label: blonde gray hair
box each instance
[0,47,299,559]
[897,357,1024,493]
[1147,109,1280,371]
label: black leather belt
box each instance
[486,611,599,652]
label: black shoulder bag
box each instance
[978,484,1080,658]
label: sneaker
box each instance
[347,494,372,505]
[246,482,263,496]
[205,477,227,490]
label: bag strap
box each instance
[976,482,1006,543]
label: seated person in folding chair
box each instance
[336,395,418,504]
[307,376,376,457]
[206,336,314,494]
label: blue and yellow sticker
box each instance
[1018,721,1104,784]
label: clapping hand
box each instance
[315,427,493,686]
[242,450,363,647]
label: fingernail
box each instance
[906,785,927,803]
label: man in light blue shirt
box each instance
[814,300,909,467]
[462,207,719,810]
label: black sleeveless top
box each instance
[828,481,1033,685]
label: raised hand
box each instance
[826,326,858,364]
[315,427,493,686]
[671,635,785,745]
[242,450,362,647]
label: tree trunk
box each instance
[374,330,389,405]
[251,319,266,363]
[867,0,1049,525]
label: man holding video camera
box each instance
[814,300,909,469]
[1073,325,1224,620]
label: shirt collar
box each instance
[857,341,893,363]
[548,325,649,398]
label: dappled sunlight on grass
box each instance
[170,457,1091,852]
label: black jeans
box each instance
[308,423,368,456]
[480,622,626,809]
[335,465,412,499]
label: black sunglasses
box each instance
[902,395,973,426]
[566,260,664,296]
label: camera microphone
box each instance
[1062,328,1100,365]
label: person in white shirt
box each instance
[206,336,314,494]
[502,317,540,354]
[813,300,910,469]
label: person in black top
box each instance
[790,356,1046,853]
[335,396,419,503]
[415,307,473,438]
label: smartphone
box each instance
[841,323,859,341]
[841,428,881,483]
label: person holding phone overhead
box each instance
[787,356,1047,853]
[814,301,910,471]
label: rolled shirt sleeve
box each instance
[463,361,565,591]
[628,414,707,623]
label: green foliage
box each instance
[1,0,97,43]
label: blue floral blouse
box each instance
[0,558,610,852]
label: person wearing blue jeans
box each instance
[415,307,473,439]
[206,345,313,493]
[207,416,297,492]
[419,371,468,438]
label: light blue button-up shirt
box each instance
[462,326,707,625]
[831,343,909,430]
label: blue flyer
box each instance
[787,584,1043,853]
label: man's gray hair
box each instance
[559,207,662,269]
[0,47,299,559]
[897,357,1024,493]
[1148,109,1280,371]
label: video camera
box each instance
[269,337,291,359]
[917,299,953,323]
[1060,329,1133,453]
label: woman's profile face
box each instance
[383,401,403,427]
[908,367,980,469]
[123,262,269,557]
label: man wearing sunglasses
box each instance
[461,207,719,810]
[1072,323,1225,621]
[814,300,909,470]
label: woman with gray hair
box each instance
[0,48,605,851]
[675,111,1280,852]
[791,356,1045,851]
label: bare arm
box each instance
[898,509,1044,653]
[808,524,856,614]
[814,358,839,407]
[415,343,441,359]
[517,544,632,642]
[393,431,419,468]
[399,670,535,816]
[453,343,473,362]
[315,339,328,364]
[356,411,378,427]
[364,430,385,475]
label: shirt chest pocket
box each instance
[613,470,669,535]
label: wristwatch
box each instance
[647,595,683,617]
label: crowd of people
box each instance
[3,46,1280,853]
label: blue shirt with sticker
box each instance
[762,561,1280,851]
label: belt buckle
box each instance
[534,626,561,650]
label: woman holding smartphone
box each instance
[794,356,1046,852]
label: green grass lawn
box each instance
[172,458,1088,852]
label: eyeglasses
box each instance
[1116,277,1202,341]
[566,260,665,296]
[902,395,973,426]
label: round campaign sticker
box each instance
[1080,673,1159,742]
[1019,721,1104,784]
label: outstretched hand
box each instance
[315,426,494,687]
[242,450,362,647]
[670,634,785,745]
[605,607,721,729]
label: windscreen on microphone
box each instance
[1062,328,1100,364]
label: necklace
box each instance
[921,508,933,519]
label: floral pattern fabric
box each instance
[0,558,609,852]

---

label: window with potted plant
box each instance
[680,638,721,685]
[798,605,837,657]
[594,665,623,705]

---

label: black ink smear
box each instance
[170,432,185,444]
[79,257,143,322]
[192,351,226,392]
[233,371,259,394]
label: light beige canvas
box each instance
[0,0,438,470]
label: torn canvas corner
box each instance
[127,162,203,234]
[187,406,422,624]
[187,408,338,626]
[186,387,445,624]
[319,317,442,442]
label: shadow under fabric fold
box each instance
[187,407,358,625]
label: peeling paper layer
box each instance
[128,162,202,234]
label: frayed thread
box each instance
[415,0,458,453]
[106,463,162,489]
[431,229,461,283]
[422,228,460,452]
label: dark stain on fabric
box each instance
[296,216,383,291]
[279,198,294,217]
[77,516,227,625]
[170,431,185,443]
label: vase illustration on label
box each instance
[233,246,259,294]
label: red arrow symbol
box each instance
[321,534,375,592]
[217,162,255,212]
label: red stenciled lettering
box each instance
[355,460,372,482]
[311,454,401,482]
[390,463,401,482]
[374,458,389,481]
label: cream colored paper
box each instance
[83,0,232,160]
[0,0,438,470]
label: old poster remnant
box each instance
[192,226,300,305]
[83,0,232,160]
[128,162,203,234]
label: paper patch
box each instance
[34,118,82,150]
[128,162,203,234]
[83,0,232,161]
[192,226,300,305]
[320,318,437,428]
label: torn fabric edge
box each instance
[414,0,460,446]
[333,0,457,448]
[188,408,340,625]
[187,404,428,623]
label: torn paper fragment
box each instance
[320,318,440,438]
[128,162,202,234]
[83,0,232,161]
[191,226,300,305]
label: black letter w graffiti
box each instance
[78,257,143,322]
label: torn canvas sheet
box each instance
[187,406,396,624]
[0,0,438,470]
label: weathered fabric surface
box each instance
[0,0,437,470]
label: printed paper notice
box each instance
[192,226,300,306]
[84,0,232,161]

▸ Work order
Search the data above for the string "with" and report each line that holds it.

▸ Response
label: woman with gray hair
label: blue shirt with sticker
label: window with potted plant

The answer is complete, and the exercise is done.